● **About this task**
Your answer needs to include each line of the records in which the string "tattooed" can be found.
..........
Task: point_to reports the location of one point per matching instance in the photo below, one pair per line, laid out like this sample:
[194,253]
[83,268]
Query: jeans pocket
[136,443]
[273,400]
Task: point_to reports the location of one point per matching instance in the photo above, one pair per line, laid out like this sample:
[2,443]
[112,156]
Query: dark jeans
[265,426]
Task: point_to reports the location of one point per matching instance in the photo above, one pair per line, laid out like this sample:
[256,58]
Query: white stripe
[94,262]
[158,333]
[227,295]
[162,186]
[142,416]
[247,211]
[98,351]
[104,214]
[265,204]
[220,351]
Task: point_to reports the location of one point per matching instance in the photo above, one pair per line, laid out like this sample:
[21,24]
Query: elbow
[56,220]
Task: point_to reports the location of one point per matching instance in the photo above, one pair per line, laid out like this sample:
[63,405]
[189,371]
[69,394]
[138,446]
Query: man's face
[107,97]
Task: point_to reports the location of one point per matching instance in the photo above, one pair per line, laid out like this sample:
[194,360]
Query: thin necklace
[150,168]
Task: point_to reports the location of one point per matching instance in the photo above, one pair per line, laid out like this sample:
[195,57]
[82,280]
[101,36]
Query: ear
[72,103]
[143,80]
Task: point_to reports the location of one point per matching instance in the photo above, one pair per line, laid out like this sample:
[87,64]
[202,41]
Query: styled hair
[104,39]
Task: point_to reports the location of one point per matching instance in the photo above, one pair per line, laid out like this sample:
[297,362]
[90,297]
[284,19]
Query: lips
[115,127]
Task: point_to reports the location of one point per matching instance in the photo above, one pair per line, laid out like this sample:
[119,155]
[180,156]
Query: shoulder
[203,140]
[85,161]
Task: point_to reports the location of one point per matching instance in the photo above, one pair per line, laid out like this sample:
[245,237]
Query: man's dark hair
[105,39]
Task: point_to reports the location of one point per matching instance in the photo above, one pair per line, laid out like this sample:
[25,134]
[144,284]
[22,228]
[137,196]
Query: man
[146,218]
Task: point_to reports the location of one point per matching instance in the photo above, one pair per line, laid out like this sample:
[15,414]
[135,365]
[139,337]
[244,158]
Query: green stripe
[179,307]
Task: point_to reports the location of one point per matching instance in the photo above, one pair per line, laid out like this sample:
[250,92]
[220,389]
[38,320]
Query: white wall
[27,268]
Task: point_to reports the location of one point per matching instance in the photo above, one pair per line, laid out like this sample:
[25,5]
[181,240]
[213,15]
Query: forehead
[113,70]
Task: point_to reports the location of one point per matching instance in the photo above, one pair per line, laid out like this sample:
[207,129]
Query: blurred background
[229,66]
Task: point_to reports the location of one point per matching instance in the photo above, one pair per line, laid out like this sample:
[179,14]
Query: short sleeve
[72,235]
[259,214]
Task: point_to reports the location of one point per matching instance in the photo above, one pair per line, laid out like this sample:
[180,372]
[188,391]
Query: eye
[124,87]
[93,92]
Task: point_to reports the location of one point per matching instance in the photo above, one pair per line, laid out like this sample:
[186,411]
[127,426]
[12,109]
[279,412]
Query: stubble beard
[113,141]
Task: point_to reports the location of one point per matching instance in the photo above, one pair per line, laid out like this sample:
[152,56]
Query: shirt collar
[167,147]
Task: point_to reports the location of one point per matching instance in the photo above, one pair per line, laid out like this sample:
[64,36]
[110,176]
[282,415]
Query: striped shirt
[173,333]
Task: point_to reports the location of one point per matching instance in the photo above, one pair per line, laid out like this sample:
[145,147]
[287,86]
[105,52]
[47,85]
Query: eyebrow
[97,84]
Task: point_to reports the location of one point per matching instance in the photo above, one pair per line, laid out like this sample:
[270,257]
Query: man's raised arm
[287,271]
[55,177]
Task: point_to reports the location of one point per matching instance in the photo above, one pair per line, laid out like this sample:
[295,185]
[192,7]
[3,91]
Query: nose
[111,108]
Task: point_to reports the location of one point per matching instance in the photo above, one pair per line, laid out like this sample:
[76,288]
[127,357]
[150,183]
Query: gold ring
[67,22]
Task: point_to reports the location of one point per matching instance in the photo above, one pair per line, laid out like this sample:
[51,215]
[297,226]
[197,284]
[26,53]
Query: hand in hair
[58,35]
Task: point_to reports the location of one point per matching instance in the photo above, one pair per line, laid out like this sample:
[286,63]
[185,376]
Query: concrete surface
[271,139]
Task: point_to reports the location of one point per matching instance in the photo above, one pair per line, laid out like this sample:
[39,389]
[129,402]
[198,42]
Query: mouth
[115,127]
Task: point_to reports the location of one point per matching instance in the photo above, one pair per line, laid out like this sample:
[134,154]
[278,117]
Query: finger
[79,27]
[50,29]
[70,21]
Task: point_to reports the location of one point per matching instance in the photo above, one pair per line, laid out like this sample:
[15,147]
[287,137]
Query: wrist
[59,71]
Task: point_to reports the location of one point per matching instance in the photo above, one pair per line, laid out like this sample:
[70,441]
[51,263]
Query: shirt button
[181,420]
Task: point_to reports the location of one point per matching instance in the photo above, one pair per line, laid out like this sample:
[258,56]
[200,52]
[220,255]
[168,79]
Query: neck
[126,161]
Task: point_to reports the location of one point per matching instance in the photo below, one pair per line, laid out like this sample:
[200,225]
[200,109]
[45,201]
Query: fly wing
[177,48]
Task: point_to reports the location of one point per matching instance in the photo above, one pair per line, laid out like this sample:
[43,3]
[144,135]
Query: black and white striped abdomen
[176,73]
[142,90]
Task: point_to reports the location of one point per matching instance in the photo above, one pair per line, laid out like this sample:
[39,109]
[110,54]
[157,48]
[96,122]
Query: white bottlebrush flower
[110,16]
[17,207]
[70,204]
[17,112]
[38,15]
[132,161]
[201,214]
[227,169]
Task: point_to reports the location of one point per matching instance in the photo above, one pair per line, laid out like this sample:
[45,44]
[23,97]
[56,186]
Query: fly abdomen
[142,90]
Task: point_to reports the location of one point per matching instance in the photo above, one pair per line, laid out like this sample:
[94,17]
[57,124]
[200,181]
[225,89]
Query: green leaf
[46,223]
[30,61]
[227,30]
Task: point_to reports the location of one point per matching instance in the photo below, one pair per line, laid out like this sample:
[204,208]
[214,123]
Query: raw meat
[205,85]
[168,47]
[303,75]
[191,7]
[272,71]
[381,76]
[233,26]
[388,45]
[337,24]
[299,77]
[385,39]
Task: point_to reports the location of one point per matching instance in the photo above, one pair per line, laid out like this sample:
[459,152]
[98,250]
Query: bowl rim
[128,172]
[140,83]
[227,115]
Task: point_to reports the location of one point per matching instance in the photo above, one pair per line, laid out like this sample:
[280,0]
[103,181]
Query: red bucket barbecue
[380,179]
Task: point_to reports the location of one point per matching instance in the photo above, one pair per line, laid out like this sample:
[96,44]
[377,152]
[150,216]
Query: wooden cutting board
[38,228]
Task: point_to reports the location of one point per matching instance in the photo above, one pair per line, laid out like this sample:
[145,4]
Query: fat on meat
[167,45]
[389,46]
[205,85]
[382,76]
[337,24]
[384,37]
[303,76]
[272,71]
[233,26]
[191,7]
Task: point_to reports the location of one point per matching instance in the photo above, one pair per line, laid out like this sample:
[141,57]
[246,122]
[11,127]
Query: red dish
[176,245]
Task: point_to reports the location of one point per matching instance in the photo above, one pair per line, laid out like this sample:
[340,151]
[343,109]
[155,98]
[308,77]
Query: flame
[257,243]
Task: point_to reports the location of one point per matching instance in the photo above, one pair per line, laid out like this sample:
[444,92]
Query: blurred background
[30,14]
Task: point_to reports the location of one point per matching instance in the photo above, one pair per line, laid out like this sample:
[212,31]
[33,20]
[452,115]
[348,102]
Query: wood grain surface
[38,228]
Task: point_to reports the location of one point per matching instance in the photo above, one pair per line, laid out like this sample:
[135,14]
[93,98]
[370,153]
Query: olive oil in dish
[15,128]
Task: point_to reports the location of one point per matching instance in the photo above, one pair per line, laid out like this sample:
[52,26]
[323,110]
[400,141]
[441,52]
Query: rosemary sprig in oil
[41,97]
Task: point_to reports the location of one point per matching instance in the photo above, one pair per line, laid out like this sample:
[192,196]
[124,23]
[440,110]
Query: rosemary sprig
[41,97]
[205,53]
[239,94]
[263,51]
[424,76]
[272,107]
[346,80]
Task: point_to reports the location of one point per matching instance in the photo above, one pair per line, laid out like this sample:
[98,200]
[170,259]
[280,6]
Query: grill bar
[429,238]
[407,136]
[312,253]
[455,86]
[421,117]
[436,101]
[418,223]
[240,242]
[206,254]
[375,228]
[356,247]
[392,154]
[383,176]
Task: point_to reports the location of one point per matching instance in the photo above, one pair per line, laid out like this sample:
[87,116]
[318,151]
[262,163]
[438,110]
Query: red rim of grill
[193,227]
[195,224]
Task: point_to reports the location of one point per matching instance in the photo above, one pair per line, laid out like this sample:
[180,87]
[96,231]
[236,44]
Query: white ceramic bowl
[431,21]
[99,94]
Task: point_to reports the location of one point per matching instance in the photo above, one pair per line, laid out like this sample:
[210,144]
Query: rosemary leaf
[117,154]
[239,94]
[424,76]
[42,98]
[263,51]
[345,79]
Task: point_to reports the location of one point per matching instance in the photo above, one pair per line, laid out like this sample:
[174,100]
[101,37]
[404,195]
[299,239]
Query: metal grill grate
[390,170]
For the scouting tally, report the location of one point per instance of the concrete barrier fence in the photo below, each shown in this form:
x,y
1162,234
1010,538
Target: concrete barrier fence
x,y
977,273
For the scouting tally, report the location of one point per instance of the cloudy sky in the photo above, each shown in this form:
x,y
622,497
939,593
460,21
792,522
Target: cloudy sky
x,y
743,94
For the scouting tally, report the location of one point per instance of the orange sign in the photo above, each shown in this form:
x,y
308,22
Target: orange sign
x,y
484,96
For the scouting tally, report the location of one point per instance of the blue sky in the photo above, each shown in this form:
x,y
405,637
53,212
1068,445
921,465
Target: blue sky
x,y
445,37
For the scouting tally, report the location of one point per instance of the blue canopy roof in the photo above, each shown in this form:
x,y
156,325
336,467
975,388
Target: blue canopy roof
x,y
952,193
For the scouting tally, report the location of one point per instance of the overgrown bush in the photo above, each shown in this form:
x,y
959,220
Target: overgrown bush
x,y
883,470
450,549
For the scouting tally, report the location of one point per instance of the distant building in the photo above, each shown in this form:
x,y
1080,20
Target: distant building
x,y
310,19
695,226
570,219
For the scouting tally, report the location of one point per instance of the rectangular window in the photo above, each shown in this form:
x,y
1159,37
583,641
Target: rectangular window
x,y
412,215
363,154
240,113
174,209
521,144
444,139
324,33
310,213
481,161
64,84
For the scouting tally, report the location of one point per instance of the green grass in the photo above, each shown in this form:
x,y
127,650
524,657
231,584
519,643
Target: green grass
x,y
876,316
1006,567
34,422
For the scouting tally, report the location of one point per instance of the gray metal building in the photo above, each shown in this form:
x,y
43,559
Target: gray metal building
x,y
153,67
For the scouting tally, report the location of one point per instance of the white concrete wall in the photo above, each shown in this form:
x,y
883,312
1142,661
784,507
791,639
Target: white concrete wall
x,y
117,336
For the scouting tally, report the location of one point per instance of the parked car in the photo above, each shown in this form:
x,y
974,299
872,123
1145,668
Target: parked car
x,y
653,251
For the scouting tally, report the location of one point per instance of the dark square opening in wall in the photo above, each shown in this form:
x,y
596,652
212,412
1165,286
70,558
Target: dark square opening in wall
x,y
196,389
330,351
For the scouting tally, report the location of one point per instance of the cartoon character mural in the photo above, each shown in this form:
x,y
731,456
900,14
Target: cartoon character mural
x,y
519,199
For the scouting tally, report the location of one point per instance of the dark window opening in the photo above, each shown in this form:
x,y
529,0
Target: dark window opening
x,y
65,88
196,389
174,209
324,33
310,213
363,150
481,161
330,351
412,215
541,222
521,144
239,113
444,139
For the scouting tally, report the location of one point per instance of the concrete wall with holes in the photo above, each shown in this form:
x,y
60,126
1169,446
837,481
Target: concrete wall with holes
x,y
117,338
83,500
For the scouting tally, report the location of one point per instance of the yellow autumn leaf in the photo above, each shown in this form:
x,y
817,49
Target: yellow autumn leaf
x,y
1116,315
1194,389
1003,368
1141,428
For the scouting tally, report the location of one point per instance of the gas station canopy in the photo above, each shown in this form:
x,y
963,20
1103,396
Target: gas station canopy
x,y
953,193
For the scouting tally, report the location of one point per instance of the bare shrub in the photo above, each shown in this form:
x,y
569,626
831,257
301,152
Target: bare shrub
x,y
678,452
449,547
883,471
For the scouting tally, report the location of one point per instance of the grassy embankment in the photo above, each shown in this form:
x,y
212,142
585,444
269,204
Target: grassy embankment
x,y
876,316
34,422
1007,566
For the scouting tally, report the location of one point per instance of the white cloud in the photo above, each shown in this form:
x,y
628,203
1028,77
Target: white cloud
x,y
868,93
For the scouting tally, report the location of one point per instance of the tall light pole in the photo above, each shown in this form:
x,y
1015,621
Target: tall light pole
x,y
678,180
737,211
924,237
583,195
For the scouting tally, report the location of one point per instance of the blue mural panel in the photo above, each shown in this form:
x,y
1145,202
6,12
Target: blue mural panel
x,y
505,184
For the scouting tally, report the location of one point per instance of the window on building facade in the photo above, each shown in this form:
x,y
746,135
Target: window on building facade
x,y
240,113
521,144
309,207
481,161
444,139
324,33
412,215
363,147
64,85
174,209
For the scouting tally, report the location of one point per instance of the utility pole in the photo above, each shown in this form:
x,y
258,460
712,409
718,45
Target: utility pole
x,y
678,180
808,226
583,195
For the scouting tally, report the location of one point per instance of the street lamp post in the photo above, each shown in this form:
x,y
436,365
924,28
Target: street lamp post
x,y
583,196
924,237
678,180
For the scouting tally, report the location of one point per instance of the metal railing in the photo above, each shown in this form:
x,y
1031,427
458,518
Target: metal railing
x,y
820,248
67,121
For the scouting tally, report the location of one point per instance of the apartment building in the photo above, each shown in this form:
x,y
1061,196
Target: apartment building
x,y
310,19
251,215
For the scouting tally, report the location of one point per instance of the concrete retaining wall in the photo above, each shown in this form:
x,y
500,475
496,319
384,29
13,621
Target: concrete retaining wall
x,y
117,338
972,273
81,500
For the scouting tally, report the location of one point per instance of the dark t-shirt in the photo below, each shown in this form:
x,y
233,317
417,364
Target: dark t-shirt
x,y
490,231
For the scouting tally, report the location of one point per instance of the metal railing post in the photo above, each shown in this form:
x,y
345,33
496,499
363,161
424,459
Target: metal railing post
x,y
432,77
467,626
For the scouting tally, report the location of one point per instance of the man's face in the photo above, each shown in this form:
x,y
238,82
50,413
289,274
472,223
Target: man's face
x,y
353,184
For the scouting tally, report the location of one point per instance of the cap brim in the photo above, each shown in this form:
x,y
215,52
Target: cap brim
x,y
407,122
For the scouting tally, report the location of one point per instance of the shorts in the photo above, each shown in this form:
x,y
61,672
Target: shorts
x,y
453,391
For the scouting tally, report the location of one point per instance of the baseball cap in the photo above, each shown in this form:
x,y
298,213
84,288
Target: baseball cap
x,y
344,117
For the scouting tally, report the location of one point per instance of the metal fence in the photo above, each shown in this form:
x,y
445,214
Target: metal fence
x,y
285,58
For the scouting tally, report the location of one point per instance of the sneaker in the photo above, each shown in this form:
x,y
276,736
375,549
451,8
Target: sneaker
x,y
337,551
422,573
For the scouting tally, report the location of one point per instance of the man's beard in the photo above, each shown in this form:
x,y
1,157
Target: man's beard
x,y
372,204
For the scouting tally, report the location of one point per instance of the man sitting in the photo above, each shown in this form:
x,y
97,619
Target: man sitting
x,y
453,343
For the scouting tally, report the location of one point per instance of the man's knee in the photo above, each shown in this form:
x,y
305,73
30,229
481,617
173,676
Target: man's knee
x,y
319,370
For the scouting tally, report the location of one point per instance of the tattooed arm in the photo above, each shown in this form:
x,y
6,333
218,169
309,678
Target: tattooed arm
..........
● **Answer to the problem**
For the scouting tally, report the location of one point per instance of the tattooed arm in the photo above, each shown in this form:
Target: tattooed arm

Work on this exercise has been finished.